_What the task requires_
The answer must consist of the entries, copied exactly and in full.

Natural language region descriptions
-.-.-

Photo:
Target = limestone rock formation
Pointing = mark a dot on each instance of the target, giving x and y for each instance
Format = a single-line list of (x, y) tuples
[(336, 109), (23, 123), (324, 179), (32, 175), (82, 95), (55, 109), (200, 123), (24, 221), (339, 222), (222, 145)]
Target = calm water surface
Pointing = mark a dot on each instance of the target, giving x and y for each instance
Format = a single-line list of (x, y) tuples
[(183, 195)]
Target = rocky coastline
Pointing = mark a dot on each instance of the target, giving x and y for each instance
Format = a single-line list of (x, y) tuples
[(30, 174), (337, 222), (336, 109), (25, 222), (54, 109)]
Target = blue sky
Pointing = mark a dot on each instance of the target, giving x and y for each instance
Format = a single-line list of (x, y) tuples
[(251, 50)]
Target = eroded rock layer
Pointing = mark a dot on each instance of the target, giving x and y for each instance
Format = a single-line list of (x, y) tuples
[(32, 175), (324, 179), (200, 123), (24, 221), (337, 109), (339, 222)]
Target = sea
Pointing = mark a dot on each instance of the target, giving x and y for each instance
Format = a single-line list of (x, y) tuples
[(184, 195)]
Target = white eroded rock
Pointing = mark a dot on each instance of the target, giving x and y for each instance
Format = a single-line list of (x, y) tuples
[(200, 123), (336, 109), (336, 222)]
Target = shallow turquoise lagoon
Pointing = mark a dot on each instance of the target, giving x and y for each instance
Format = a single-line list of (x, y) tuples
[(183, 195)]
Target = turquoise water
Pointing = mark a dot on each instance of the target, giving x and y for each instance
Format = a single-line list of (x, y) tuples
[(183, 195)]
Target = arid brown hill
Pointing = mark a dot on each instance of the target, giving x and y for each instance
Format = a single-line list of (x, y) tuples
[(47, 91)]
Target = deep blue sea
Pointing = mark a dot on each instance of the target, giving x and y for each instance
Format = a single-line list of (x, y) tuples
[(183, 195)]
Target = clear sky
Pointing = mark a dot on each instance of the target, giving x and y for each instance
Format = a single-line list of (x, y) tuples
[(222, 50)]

-.-.-

_Output below_
Photo:
Target = limestone rock formation
Pointing = mark a dot on each instance of the target, giving x and y for each instance
Format = a single-line list of (x, y) tuples
[(336, 109), (23, 123), (324, 179), (32, 175), (82, 95), (55, 109), (200, 123), (24, 221), (339, 222), (222, 145)]
Target = calm water surface
Pointing = mark a dot on each instance of the target, giving x and y for each instance
Format = a single-line list of (x, y) tuples
[(183, 195)]
Target = rocky coastline
Pointing = mark a dot on each instance of the target, giving x and y for each instance
Format = a single-line list of (x, y) tuples
[(30, 174), (337, 222), (336, 109), (25, 222), (54, 109)]
Target = blue sky
Pointing = mark a dot on each instance of the target, giving x and y for each instance
Format = a single-line list of (x, y) tuples
[(251, 50)]
Target = eroded rock layer
Pointing = mark a dot on each instance of the target, giving x and y for each instance
Format = a single-line list of (x, y) tuples
[(32, 175), (324, 179), (200, 123), (24, 221), (337, 109), (339, 222)]
Target = sea
Pointing = mark a dot on each instance of the target, giving x and y for each instance
Format = a single-line list of (x, y) tuples
[(184, 195)]
Target = white eroded rock
Pointing = mark a dot on each instance of the target, giving x and y for each instance
Format = a single-line list of (x, y) tuples
[(200, 123), (336, 109), (336, 222)]
Target = shallow turquoise lagoon
Pointing = mark a dot on each instance of the target, giving x and y for each instance
Format = a single-line list of (x, y) tuples
[(183, 195)]
Target = turquoise water
Pointing = mark a dot on each instance of the target, giving x and y for each instance
Format = a single-line list of (x, y) tuples
[(183, 195)]
Target = arid brown hill
Pointing = mark a dot on each instance of the target, giving x and y for each instance
Format = a single-line list of (x, y) tuples
[(47, 91)]
Target = deep blue sea
Pointing = mark a dot on each instance of the target, giving x and y for each instance
Format = a single-line list of (x, y) tuples
[(183, 195)]
Target = clear sky
Pointing = mark a dot on each instance of the target, giving x and y for each instance
Format = a single-line list of (x, y) tuples
[(222, 50)]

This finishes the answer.